* [EXTRACT PROVIDED]:
The research and consulting firm’s latest report*, indicates that India’s rapidly growing generics market is the primary driver of the nation’s pharmaceutical sector, with sales expected to rise by nearly 84% to £18.1bn ($26.1bn) in 2016.

Generic drugs, with their low costs and easy accessibility, now dominate India’s pharmaceutical space, accounting for around 70% of the market, the report states.

Adam Dion, GlobalData’s senior industry analyst, said: "India supplies 20% of global generic medicines in terms of export volume, making the country the largest provider of generic medicines globally.

* [EXCERPTED RECORDS]:
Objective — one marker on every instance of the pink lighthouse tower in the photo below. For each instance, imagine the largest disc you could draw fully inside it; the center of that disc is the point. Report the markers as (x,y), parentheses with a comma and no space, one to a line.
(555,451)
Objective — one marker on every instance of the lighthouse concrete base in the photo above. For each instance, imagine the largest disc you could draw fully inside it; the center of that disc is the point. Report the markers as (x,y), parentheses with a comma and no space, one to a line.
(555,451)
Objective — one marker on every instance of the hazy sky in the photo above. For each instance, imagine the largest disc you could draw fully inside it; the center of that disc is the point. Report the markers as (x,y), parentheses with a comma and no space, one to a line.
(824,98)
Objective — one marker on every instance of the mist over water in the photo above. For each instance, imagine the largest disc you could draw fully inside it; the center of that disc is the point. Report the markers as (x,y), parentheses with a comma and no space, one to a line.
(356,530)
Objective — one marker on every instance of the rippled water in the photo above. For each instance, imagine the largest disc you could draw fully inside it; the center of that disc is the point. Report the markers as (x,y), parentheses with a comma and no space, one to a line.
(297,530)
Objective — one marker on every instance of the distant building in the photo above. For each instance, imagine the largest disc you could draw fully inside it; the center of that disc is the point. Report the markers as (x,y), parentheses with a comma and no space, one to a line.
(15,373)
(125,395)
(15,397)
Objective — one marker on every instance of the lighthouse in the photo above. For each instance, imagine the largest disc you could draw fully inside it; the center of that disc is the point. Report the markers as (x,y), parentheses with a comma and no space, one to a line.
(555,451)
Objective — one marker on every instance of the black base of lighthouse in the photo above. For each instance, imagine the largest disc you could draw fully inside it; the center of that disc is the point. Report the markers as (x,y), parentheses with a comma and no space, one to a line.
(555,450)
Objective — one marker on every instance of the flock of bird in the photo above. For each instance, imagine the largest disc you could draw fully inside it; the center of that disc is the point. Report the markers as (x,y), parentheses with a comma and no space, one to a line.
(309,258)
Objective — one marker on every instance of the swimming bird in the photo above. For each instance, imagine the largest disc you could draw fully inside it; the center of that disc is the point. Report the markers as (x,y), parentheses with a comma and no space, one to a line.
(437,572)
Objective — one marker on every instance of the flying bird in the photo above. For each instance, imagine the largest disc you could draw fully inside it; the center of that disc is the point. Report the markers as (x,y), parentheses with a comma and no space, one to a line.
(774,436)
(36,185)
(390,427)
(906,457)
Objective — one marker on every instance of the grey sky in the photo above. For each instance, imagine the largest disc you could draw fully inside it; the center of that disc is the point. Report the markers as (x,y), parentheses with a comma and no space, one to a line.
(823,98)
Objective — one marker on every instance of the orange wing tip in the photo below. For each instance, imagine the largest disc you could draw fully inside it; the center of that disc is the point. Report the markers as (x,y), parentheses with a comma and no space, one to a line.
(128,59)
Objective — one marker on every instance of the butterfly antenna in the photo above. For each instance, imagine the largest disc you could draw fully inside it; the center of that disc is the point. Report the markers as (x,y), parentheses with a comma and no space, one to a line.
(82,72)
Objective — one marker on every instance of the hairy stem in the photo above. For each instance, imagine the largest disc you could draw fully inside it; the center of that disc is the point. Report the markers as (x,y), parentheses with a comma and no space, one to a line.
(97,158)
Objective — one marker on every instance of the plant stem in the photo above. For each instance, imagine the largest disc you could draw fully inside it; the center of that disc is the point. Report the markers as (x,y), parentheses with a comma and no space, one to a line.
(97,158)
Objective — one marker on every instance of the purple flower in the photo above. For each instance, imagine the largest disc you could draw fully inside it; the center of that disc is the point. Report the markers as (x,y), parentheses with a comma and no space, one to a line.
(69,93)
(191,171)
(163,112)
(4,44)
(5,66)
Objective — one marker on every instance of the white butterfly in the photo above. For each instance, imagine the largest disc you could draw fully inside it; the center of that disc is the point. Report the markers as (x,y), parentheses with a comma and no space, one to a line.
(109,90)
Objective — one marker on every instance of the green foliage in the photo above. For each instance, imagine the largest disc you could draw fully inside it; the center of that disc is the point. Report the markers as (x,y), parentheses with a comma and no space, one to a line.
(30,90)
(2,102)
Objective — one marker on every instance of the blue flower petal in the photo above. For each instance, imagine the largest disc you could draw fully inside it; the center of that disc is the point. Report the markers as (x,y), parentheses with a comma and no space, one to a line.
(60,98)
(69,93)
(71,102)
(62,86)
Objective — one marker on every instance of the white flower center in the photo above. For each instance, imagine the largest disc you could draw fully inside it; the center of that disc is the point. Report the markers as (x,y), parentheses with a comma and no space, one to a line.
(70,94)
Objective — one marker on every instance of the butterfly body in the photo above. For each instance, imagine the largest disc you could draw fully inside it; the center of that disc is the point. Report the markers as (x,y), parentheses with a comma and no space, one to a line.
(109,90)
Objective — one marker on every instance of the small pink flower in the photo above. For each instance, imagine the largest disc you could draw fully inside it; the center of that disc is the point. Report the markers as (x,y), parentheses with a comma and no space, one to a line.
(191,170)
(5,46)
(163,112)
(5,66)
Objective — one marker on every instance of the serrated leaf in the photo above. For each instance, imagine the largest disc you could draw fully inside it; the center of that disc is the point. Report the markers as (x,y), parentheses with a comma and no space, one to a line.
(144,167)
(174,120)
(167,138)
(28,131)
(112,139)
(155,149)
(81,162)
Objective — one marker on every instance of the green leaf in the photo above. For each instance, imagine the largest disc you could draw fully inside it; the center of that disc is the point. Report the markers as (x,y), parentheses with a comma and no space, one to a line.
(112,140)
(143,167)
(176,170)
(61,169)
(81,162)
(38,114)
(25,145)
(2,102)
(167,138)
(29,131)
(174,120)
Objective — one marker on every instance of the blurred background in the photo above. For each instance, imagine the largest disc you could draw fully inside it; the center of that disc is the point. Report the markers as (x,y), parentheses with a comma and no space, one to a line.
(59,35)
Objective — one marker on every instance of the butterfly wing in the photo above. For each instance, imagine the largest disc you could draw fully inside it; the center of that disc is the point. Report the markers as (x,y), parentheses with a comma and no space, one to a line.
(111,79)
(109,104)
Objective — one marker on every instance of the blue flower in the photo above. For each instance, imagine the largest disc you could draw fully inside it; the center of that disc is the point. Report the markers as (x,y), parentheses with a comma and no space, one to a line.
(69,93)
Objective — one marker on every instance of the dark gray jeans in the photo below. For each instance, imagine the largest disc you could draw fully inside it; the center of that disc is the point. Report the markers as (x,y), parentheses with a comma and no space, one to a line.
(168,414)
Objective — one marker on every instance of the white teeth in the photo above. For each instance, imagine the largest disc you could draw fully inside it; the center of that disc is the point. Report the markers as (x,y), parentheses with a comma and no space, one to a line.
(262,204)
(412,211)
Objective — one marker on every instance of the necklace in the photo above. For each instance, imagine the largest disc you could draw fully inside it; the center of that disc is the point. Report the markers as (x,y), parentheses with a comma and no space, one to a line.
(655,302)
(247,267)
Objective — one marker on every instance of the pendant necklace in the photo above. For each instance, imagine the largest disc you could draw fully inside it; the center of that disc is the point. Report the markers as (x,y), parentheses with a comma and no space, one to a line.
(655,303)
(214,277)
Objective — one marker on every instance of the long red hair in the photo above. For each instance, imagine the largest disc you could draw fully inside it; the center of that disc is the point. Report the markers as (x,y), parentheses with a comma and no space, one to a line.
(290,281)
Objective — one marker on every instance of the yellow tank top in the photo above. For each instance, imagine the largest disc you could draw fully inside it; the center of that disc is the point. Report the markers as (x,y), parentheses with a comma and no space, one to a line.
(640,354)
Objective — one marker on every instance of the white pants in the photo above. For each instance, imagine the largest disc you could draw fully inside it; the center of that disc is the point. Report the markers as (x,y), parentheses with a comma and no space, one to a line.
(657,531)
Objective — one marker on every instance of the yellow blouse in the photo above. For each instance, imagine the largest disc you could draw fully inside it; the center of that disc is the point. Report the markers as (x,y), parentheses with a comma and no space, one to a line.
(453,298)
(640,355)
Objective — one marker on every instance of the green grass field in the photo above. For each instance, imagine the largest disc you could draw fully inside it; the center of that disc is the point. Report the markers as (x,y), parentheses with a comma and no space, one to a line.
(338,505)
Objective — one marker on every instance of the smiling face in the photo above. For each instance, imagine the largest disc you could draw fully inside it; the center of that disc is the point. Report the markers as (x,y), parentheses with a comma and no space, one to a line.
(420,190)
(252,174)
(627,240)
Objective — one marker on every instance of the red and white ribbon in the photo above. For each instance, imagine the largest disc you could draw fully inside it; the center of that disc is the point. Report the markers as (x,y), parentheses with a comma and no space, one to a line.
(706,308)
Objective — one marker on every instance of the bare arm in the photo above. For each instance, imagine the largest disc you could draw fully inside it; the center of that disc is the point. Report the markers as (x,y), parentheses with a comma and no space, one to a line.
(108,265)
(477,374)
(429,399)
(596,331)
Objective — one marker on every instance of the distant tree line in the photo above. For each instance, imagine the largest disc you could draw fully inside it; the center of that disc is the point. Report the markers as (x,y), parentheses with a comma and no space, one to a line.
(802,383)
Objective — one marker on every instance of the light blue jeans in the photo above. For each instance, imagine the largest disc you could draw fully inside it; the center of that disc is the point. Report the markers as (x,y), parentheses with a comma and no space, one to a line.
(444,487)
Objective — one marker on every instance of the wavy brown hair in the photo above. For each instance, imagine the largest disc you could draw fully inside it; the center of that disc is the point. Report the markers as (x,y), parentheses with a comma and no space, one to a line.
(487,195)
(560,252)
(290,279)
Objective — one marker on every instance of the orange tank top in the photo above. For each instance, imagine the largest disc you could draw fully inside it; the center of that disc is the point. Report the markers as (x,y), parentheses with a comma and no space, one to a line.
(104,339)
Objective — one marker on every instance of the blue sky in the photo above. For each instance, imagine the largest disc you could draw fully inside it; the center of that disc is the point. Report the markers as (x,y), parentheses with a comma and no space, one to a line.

* [GOAL OF THE EXERCISE]: Write the next part of the article on India's generic drug market, picking up after its last sentence.

* [OUTPUT BELOW]:
"Indeed, Indian pharmaceutical companies are now exporting to countries like Brazil, Mexico, South Africa, Russia and Japan and, according to India’s Ministry of Commerce and Industry, the nation’s pharmaceutical export segment has more than doubled from £5.4bn ($7.8bn) in 2008 to £11.4 ($16.5bn) in 2014."

Another driver of India’s pharmaceutical sector is the potentially lucrative biosimilars market, which is expected to increase to £27.8bn ($40bn) globally by 2020, as biologic treatments are introduced for diseases such as diabetes, cancer, multiple sclerosis, and rheumatoid arthritis, according to the report.